In the credit agreement amendment below, which bank serves as Administrative Agent?

### Text section
start

FIFTH AMENDMENT TO CREDIT AGREEMENT
Exhibit 10.1
[EXECUTION COPY]
FIFTH AMENDMENT TO CREDIT AGREEMENT
THIS FIFTH AMENDMENT TO CREDIT AGREEMENT (this “Amendment”), dated as of July 26, 2013, is among LONE PINE RESOURCES INC., a Delaware corporation (“Parent”), LONE PINE RESOURCES CANADA LTD., formerly known as Canadian Forest Oil Ltd., a corporation amalgamated under the laws of the Province of Alberta, Canada (“Borrower”), each of the lenders that is a signatory to, or which becomes a signatory to, the Credit Agreement (together with its successors and assigns, the “Lenders”), JPMORGAN CHASE BANK, N.A., TORONTO BRANCH, as Administrative Agent (the “Administrative Agent”), and the other agents party thereto.
W I T N E S S E T H:
1. Parent, Borrower, the Administrative Agent, the Lenders and others as agents are parties to that certain Credit Agreement dated as of March 18, 2011, as previously amended pursuant to that certain First Amendment to Credit Agreement, dated as of April 29, 2011, that certain Second Amendment to Credit Agreement, dated as of September 21, 2011, that certain Third Amendment to Credit Agreement, dated as of February 5, 2012, and that certain Fourth Amendment to Credit Agreement, dated as of April 12, 2013 (as amended, the “Credit Agreement”), pursuant to which the Lenders agreed to make loans to, and extensions of credit on behalf of, Borrower.
2. The parties to the Credit Agreement intend to amend the Credit Agreement as set forth herein.

end

### Data excerpts

start

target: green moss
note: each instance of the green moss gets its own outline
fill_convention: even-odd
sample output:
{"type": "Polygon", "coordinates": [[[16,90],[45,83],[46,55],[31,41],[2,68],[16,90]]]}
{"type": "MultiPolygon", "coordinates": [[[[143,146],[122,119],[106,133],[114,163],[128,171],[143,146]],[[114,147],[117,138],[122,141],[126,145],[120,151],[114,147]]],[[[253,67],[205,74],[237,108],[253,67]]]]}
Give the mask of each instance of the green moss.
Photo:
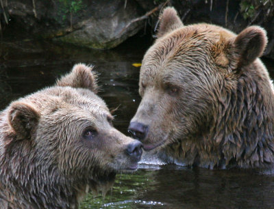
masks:
{"type": "Polygon", "coordinates": [[[271,8],[273,9],[273,0],[242,0],[240,3],[240,12],[245,20],[253,19],[258,11],[266,10],[271,8]]]}

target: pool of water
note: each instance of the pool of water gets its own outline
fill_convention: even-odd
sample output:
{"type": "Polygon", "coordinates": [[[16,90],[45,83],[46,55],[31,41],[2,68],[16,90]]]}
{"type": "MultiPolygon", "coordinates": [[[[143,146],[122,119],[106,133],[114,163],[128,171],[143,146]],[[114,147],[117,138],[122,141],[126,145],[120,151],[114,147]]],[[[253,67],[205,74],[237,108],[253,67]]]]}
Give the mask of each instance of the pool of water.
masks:
{"type": "MultiPolygon", "coordinates": [[[[139,63],[149,46],[132,39],[114,50],[98,51],[51,42],[3,42],[0,48],[0,109],[12,100],[54,83],[77,63],[92,64],[99,73],[99,95],[115,112],[114,126],[127,134],[140,100],[139,63]]],[[[274,78],[271,60],[264,60],[274,78]]],[[[89,194],[81,208],[199,208],[274,206],[274,176],[249,171],[209,170],[142,164],[135,173],[119,173],[105,197],[89,194]]]]}

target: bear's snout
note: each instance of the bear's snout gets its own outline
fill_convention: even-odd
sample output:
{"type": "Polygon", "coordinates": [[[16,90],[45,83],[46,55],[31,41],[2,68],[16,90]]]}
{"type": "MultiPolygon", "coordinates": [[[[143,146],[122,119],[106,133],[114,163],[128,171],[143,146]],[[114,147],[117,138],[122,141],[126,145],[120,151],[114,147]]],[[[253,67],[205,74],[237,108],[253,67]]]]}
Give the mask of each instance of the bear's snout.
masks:
{"type": "Polygon", "coordinates": [[[131,122],[127,130],[133,138],[143,140],[149,132],[149,126],[138,122],[131,122]]]}
{"type": "Polygon", "coordinates": [[[138,140],[134,140],[134,142],[127,145],[125,152],[134,161],[138,162],[141,158],[142,148],[142,143],[138,140]]]}

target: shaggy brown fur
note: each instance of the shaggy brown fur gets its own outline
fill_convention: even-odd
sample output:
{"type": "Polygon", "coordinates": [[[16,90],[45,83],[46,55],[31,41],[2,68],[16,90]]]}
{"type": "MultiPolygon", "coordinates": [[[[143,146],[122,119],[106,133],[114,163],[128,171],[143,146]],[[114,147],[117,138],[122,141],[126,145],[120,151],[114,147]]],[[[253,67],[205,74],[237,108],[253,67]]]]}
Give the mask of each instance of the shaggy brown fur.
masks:
{"type": "Polygon", "coordinates": [[[176,14],[164,10],[142,60],[142,99],[132,123],[148,128],[144,148],[186,165],[273,167],[273,89],[258,58],[265,31],[183,26],[176,14]]]}
{"type": "Polygon", "coordinates": [[[89,189],[105,191],[116,171],[137,168],[140,145],[127,149],[140,143],[113,128],[91,70],[76,65],[0,113],[1,208],[77,208],[89,189]]]}

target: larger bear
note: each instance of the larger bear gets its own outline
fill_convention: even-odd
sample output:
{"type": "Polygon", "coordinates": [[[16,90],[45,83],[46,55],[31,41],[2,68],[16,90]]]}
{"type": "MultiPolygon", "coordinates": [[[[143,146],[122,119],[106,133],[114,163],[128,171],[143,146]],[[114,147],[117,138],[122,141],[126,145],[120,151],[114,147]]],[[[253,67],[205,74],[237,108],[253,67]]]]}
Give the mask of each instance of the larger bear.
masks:
{"type": "Polygon", "coordinates": [[[0,112],[1,208],[75,208],[137,169],[142,144],[112,126],[91,70],[76,65],[0,112]]]}
{"type": "Polygon", "coordinates": [[[129,131],[169,163],[272,167],[273,86],[258,58],[266,42],[260,27],[236,35],[205,23],[184,26],[166,8],[142,60],[142,100],[129,131]]]}

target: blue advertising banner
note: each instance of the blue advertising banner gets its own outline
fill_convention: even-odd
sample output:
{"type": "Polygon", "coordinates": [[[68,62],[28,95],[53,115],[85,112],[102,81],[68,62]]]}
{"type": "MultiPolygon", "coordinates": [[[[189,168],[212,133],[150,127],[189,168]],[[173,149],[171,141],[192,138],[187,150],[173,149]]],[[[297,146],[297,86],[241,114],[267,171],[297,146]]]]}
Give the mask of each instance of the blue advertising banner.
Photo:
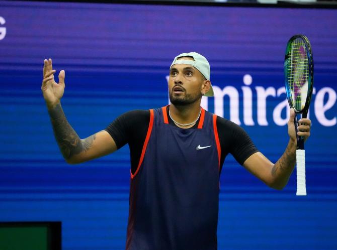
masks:
{"type": "Polygon", "coordinates": [[[65,71],[62,107],[83,138],[168,104],[172,60],[197,52],[215,92],[202,105],[275,162],[289,140],[285,47],[302,34],[314,61],[308,195],[296,196],[295,173],[274,190],[228,155],[218,248],[337,249],[336,23],[335,9],[0,1],[0,221],[61,221],[65,250],[125,247],[129,149],[64,162],[40,90],[44,59],[65,71]]]}

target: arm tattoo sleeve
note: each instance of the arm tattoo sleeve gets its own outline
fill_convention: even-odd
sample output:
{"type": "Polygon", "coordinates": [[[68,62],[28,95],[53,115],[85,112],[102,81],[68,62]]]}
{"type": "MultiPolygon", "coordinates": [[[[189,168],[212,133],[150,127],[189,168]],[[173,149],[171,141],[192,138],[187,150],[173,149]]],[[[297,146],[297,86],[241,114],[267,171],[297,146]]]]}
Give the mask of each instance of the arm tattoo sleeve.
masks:
{"type": "Polygon", "coordinates": [[[290,146],[287,147],[282,156],[274,165],[272,169],[272,174],[273,176],[276,176],[278,171],[281,173],[292,171],[296,161],[296,153],[295,151],[290,148],[290,146]]]}
{"type": "Polygon", "coordinates": [[[95,135],[81,140],[67,120],[60,104],[48,110],[55,138],[61,152],[65,159],[83,151],[93,146],[95,135]]]}

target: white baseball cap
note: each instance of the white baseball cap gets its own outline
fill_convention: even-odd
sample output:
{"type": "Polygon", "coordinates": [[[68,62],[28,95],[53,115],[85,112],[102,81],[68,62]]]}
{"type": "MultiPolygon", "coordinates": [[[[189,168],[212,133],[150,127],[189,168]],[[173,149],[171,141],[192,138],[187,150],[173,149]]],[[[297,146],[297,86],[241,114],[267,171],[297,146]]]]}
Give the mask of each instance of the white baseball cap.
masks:
{"type": "MultiPolygon", "coordinates": [[[[208,61],[207,61],[207,59],[206,59],[206,57],[197,52],[183,53],[175,57],[170,68],[171,69],[172,66],[174,64],[189,64],[192,65],[199,70],[200,73],[205,76],[205,78],[207,80],[209,80],[210,79],[210,77],[211,76],[211,69],[209,66],[209,63],[208,62],[208,61]],[[184,57],[185,56],[192,57],[194,61],[179,59],[180,58],[184,57]]],[[[204,95],[205,96],[213,96],[214,95],[214,93],[213,91],[212,84],[211,84],[211,87],[209,88],[209,90],[205,93],[204,95]]]]}

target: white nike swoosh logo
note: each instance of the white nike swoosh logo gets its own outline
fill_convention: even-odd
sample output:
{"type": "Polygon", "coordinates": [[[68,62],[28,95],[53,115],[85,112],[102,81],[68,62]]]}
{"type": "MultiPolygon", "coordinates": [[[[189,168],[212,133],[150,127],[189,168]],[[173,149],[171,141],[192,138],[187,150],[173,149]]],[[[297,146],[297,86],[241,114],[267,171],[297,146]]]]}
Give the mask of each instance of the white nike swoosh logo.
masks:
{"type": "Polygon", "coordinates": [[[199,146],[197,147],[197,148],[196,149],[197,150],[200,150],[201,149],[206,149],[206,148],[209,148],[210,147],[212,147],[212,145],[209,146],[201,147],[199,144],[199,146]]]}

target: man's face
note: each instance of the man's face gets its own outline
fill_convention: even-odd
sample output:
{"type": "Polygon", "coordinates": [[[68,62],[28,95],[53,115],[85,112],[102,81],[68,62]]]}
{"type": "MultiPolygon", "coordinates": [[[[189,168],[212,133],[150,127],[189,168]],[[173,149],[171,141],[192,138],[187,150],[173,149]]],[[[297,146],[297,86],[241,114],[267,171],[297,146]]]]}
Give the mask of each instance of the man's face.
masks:
{"type": "MultiPolygon", "coordinates": [[[[179,60],[193,60],[189,57],[179,60]]],[[[171,103],[184,105],[197,101],[202,96],[202,87],[206,79],[197,69],[189,64],[174,64],[168,78],[168,93],[171,103]]]]}

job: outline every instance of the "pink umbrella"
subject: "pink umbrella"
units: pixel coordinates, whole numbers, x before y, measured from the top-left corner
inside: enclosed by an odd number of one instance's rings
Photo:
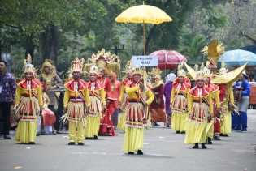
[[[174,50],[158,50],[153,52],[150,56],[158,58],[158,66],[160,70],[175,69],[182,62],[187,62],[184,56]]]

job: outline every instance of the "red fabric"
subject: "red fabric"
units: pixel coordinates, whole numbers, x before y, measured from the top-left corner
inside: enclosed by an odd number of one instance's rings
[[[113,81],[106,85],[106,97],[112,100],[117,100],[120,91],[121,91],[121,83],[116,80],[116,75],[114,73]]]
[[[27,79],[23,79],[21,81],[20,81],[20,83],[18,83],[18,85],[24,89],[27,89]],[[31,80],[31,88],[37,88],[41,85],[41,82],[39,81],[39,79],[33,79]]]
[[[163,84],[160,84],[158,87],[151,88],[154,95],[154,99],[150,104],[150,108],[160,108],[164,109],[164,101],[163,101]]]
[[[56,122],[56,117],[54,113],[50,109],[46,109],[41,111],[41,115],[43,117],[43,124],[44,126],[52,126]]]
[[[111,116],[113,115],[115,109],[117,108],[117,100],[110,100],[107,105],[107,109],[104,113],[103,118],[101,119],[101,126],[99,130],[99,135],[111,135],[115,136],[115,130],[113,122],[111,121]]]
[[[172,83],[172,88],[175,88],[177,89],[178,87],[180,87],[180,91],[185,91],[187,88],[191,88],[191,83],[190,83],[189,79],[184,78],[184,83],[179,83],[179,78],[177,77]]]
[[[75,91],[74,82],[75,82],[74,79],[67,82],[67,83],[65,83],[65,88],[67,88],[68,90]],[[78,91],[81,91],[86,88],[87,83],[85,81],[80,79],[77,82],[78,82]]]

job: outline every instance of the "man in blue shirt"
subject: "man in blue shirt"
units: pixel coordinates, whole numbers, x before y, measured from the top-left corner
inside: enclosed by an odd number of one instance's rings
[[[239,116],[236,118],[234,130],[240,130],[241,129],[241,131],[247,131],[247,109],[249,105],[250,85],[245,71],[242,73],[241,82],[235,84],[235,88],[241,91],[241,98],[238,102]]]
[[[0,60],[0,113],[3,122],[3,138],[5,139],[11,139],[9,136],[10,110],[11,105],[15,100],[15,79],[7,72],[7,62]]]

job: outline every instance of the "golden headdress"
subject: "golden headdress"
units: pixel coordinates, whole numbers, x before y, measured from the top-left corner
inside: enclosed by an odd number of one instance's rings
[[[24,62],[24,72],[23,73],[25,74],[28,72],[31,72],[33,75],[37,74],[37,70],[34,67],[34,66],[32,64],[32,58],[31,58],[30,54],[27,55],[27,58]]]
[[[183,69],[183,63],[180,64],[178,66],[178,72],[177,72],[177,76],[178,77],[186,77],[187,73],[184,71],[184,70]]]
[[[224,62],[221,62],[221,67],[219,69],[219,74],[224,75],[228,73],[228,69],[226,68],[226,64]]]
[[[71,73],[73,73],[74,71],[81,73],[83,71],[84,62],[84,58],[79,59],[76,57],[75,60],[72,62]]]
[[[98,69],[103,69],[106,74],[113,71],[119,75],[120,72],[120,59],[119,56],[106,52],[104,49],[98,51],[96,54],[92,54],[91,58],[88,60],[88,63],[85,65],[84,71],[89,72],[92,65],[96,65]]]

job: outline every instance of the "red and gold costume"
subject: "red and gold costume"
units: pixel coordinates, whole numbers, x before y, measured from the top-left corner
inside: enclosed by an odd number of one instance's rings
[[[204,80],[203,72],[197,71],[197,80]],[[188,93],[189,122],[184,143],[195,144],[204,143],[207,137],[207,125],[213,115],[213,103],[208,89],[197,85]]]
[[[179,82],[179,77],[183,77],[183,83]],[[188,99],[187,93],[189,91],[191,83],[186,77],[184,70],[178,71],[178,77],[172,83],[171,94],[171,129],[184,133],[186,130],[188,119]]]
[[[91,71],[90,74],[92,73],[97,75],[98,71]],[[100,119],[106,106],[106,93],[104,88],[102,88],[97,80],[93,82],[89,81],[88,89],[89,98],[91,100],[91,105],[89,107],[89,113],[87,116],[85,136],[86,139],[98,139],[97,137],[100,128]]]
[[[76,58],[72,62],[72,73],[80,72],[83,61]],[[69,143],[83,143],[85,125],[86,109],[90,105],[87,83],[81,79],[73,78],[64,84],[65,94],[63,105],[66,113],[63,116],[64,121],[68,121]]]
[[[111,73],[112,80],[106,87],[106,110],[101,120],[99,134],[105,135],[115,135],[114,126],[111,116],[118,107],[118,99],[121,89],[120,82],[116,80],[116,75]]]
[[[35,76],[35,69],[28,58],[24,74],[31,72]],[[42,87],[37,79],[23,79],[17,83],[15,96],[15,115],[20,121],[15,139],[21,143],[34,143],[36,141],[37,117],[43,105]]]
[[[134,71],[133,75],[142,75],[140,71]],[[124,89],[128,103],[126,106],[124,152],[135,152],[142,150],[143,147],[144,123],[148,115],[147,107],[143,103],[150,105],[154,100],[154,94],[148,88],[143,92],[139,87],[139,83],[135,82],[126,86]],[[143,96],[146,97],[145,100]]]

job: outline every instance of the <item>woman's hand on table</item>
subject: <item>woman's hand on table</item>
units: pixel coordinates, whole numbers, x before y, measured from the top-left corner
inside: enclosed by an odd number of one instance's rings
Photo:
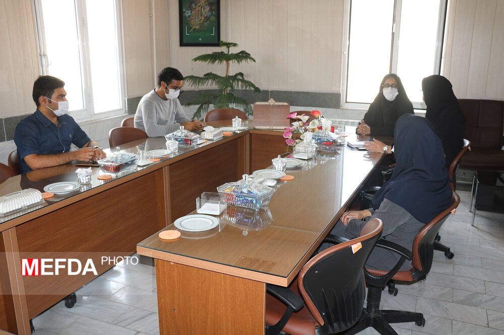
[[[341,216],[341,222],[345,226],[348,224],[348,222],[351,219],[357,219],[358,220],[363,220],[368,216],[371,216],[371,212],[367,209],[363,211],[350,211],[345,212]]]
[[[366,150],[371,152],[383,152],[385,151],[383,148],[386,146],[387,145],[383,142],[379,141],[375,138],[373,138],[372,142],[364,142],[364,147],[366,148]],[[387,146],[387,153],[391,153],[392,152],[391,151],[392,148],[388,146]]]

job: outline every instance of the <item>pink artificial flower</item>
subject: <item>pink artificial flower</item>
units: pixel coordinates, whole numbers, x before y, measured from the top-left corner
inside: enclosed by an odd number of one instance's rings
[[[291,138],[292,137],[292,132],[290,130],[286,130],[282,136],[284,138]]]
[[[311,111],[311,112],[310,114],[311,114],[312,115],[313,115],[316,118],[318,118],[322,115],[322,113],[321,113],[319,111]]]

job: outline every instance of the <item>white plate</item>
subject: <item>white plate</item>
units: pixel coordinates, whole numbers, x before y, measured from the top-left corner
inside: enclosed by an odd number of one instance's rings
[[[221,130],[222,131],[237,131],[238,130],[244,130],[247,129],[246,127],[222,127]]]
[[[181,230],[204,231],[218,226],[219,219],[210,215],[186,215],[175,220],[173,224]]]
[[[299,160],[297,158],[286,158],[285,160],[287,160],[287,164],[285,165],[287,168],[298,166],[303,163],[302,160]]]
[[[81,184],[77,182],[60,182],[50,184],[44,187],[44,191],[54,194],[68,193],[79,189]]]
[[[278,179],[285,176],[285,173],[278,170],[272,170],[266,169],[264,170],[257,170],[252,173],[253,175],[260,176],[267,179]]]
[[[158,149],[157,150],[151,150],[150,151],[145,151],[146,157],[159,157],[166,156],[170,154],[170,151],[164,149]]]

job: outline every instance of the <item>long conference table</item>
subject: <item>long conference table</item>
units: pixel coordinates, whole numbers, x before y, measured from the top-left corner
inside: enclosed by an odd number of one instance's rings
[[[203,192],[266,169],[285,151],[282,132],[245,125],[111,180],[98,180],[103,173],[93,168],[90,185],[0,217],[0,329],[29,334],[30,319],[96,277],[70,274],[65,260],[79,260],[83,268],[91,259],[99,275],[113,266],[102,258],[136,250],[156,259],[161,333],[263,333],[266,284],[288,286],[383,155],[344,146],[318,154],[288,171],[295,179],[277,184],[267,208],[230,206],[212,230],[159,238],[158,232],[195,211]],[[136,153],[165,148],[165,142],[150,138],[119,149]],[[0,183],[0,196],[76,181],[76,169],[68,164],[12,177]],[[63,266],[57,274],[53,264],[52,275],[22,276],[22,260],[32,259],[61,259]]]

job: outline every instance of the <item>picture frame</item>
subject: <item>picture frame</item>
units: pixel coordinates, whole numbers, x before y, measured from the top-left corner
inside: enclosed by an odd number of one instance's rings
[[[180,46],[219,46],[220,0],[178,0]]]

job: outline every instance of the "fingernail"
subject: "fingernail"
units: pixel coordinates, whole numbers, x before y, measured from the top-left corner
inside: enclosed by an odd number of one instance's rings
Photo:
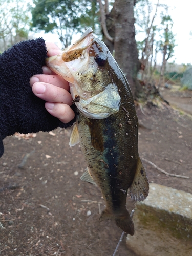
[[[35,82],[38,82],[39,81],[39,79],[38,79],[38,77],[36,76],[33,76],[32,77],[31,77],[30,79],[30,84],[31,86],[33,86]]]
[[[42,67],[42,73],[44,75],[50,75],[51,74],[51,70],[48,68],[47,66],[44,66]]]
[[[46,109],[48,109],[48,110],[52,110],[53,109],[54,105],[55,104],[54,103],[46,102]]]
[[[35,91],[37,94],[42,94],[46,91],[46,87],[43,83],[38,83],[35,84]]]

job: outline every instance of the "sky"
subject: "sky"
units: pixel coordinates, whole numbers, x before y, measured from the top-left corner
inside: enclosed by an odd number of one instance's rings
[[[154,3],[157,1],[153,0]],[[175,56],[170,60],[177,64],[192,63],[192,1],[191,0],[160,0],[171,7],[169,15],[173,22],[173,31],[176,34]],[[169,61],[170,62],[170,61]]]
[[[152,0],[154,5],[157,4],[157,1]],[[166,4],[170,7],[169,14],[174,22],[173,31],[176,35],[175,43],[177,46],[174,48],[174,56],[168,62],[175,62],[177,64],[192,64],[192,35],[190,35],[190,32],[192,31],[192,1],[159,0],[159,3]],[[61,47],[60,42],[56,35],[53,36],[52,34],[41,32],[36,34],[36,36],[42,36],[48,41],[56,42]],[[77,39],[78,38],[76,38]],[[159,55],[157,59],[159,64],[162,62],[162,55]]]

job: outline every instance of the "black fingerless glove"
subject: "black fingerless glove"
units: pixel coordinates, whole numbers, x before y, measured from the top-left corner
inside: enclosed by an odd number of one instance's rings
[[[32,91],[30,78],[42,73],[46,57],[42,38],[17,44],[0,55],[0,157],[6,136],[67,128],[75,121],[64,124],[52,116]]]

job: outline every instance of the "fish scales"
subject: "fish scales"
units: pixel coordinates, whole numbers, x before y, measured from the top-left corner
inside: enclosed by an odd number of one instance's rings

end

### Response
JPMorgan Chase Bank, N.A., Toronto Branch